* _TASK REQUIREMENTS_:
(A) Answer these questions about the passage on I and Q sinusoids:
(i) Which library is the Python app built on?
(ii) What results when the cos() and sin() are added together?
(iii) What is easier than adjusting an amplitude and a phase?
(B) Write what comes next in the passage on I and Q sinusoids, starting after its final sentence.

— Start READING PASSAGE —

GNU Radio animation showing I and Q as amplitudes of sinusoids that get summed together

The code used for this pyqtgraph-based Python app can be found here.

The important takeaways are that when we add the cos() and sin(), we get another pure sine wave of the same frequency but with a different phase and amplitude. Also, the phase shifts as we slowly remove or add one of the two parts (the amplitude also changes). This is all a result of the trig identity: \(a \cos(x) + b \sin(x) = A \cos(x-\phi)\). The “utility” of this behavior is that we can control the phase and amplitude of a resulting sine wave by adjusting the amplitudes I and Q (we don’t have to adjust the phase of the cosine or sine). For example, we could adjust I and Q in a way that keeps the amplitude constant and makes the phase whatever we want. As a transmitter this ability is extremely useful because we know that we need to transmit a sinusoidal signal in order for it to fly through the air as an electromagnetic wave. And it’s much easier to adjust two amplitudes and perform an addition operation compared to adjusting an amplitude and a phase. It also allows us to represent baseband signals more conveniently, keeping them agnostic of the carrier.

— End READING PASSAGE —
— Start DATA LINES —

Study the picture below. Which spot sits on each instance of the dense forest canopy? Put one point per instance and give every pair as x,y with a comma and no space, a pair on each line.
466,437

— End DATA LINES —

* _ANSWERS FOR THIS EXERCISE_:
(A)
(i) pyqtgraph
(ii) Another pure sine wave of the same frequency, with a different phase and amplitude.
(iii) Adjusting two amplitudes and performing an addition operation.

(B)
Complex Numbers¶

Ultimately, the IQ convention is an alternative way to represent magnitude and phase, which leads us to complex numbers and the ability to represent them on a complex plane. You may have seen complex numbers before in other classes. Take the complex number 0.7-0.4j as an example:

A complex number is really just two numbers together, a real and an imaginary portion. A complex number also has a magnitude and phase, which makes more sense if you think about it as a vector instead of a point. Magnitude is the length of the line between the origin and the point (i.e., length of the vector), while phase is the angle between the vector and 0 degrees, which we define as the positive real axis:

This representation of a sinusoid is known as a “phasor diagram”. It’s simply plotting complex numbers and treating them as vectors. Now what is the magnitude and phase of our example complex number 0.7-0.4j? For a given complex number where \(a\) is the real part and \(b\) is the imaginary part:

\[ \begin{align}\begin{aligned}\mathrm{magnitude} = \sqrt{a^2 + b^2} = 0.806\\\mathrm{phase} = \tan^{-1} \left( \frac{b}{a} \right) = -29.7^{\circ} = -0.519 \quad \mathrm{radians}\end{aligned}\end{align} \]

In Python you can use np.abs(x) and np.angle(x) for the magnitude and phase. The input can be a complex number or an array of complex numbers, and the output will be a real number(s) (of the data type float).

You may have figured out by now how this vector or phasor diagram relates to IQ convention: I is real and Q is imaginary. From this point on, when we draw the complex plane, we will label it with I and Q instead of real and imaginary. They are still complex numbers!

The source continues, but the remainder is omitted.